## Description of the task
When copying the data, keep every line exactly the same.

Region pointing data:
[Start of section]
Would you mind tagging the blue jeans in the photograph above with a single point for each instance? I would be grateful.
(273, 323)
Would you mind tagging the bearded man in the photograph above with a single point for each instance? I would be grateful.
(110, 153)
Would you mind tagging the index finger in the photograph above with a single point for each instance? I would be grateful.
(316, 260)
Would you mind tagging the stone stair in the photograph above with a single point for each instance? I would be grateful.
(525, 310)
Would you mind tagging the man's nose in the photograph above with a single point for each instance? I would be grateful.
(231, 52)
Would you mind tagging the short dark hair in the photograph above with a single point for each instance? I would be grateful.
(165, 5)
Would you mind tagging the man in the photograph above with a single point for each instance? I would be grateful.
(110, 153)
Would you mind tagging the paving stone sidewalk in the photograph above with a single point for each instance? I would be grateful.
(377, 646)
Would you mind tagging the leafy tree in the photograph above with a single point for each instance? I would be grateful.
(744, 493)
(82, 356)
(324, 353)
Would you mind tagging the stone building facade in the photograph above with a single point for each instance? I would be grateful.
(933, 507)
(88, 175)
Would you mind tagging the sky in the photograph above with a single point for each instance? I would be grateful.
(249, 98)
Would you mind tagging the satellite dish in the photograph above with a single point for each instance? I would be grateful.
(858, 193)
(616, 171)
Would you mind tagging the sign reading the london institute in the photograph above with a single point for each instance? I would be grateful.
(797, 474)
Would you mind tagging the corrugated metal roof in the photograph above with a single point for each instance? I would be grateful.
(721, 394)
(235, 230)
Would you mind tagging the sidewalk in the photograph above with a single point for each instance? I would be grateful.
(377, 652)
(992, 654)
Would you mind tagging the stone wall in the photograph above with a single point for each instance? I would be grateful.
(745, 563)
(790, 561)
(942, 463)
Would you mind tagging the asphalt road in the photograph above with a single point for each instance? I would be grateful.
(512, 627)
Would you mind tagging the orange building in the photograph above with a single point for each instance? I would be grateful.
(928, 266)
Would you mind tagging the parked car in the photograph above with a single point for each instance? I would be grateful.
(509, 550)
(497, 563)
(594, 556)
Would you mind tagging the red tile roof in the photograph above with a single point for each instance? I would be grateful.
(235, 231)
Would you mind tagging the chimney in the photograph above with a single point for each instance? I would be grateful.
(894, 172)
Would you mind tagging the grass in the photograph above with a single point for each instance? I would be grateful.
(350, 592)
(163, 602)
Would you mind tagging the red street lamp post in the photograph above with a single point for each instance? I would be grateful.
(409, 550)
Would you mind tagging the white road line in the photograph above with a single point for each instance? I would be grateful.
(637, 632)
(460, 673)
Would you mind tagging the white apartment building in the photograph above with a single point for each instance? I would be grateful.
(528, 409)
[End of section]
## Solved problem
Would you mind tagging the blue jeans in the photograph above with a single point for each instance? I would be grateful.
(273, 323)
Would you mind tagging the bearded man in the photograph above with a single point for each instance? I would be grateful.
(110, 153)
Would you mind tagging the index finger in the photograph above with a single point for each instance? I would be grateful.
(316, 260)
Would you mind tagging the stone stair in the photograph above with a single point for each instance? I would be grateful.
(525, 310)
Would you mind tagging the man's nose in the photograph above with a single point for each instance? I would be grateful.
(231, 52)
Would you mind tagging the short dark hair in the photograph above with a single point for each instance? I would be grateful.
(165, 5)
Would you mind tagging the man in the photograph above with a single point for each instance? I would be grateful.
(110, 153)
Would you mind tagging the paving stone sidewalk in the photograph above with a single point for each instance? I would be grateful.
(377, 646)
Would you mind tagging the leafy tree in the photograph above with a single point for each instance? I would be grateful.
(744, 493)
(82, 356)
(324, 353)
Would you mind tagging the stone building facade in the photograph above with a single point for each instance? I would be grateful.
(933, 507)
(88, 175)
Would you mind tagging the sky in the photograph above with a single point for each instance? I would be grateful.
(249, 98)
Would you mind tagging the satellite dish in the photograph above with a single point for each instance? I would be grateful.
(858, 193)
(616, 171)
Would you mind tagging the sign reading the london institute in the photograph above with a single point for each instance? I would be grateful.
(797, 474)
Would you mind tagging the corrugated metal roof in the photograph above with a single point for each instance? I would be grateful.
(721, 394)
(235, 230)
Would you mind tagging the sidewalk in the photograph above with a single point for each instance? I would be grateful.
(377, 652)
(992, 654)
Would you mind tagging the stone wall in the photograph above with a single point for each instance? I would be grateful.
(745, 563)
(790, 561)
(942, 463)
Would you mind tagging the asphalt road in the photograph above with a single point for each instance? I would be grateful.
(512, 627)
Would you mind tagging the orange building in the photograph above with a single point for each instance? I would be grateful.
(928, 266)
Would you mind tagging the parked car in the photograph above with a single point for each instance? I would be grateful.
(509, 550)
(497, 563)
(594, 556)
Would you mind tagging the red tile roof in the photograph above with a single point for each instance? I would be grateful.
(235, 231)
Would you mind tagging the chimney in the photograph above with a single point for each instance? I would be grateful.
(894, 172)
Would you mind tagging the grass in the photograph above with a single point for each instance? I would be grateful.
(350, 592)
(163, 602)
Would you mind tagging the red street lamp post in the photograph above with a single point for each instance? I would be grateful.
(409, 550)
Would you mind tagging the white road line in the photograph above with a single point for each instance? I would be grateful.
(637, 632)
(460, 673)
Would you mind tagging the white apartment building in the photograph above with a single point for each instance? I would be grateful.
(528, 409)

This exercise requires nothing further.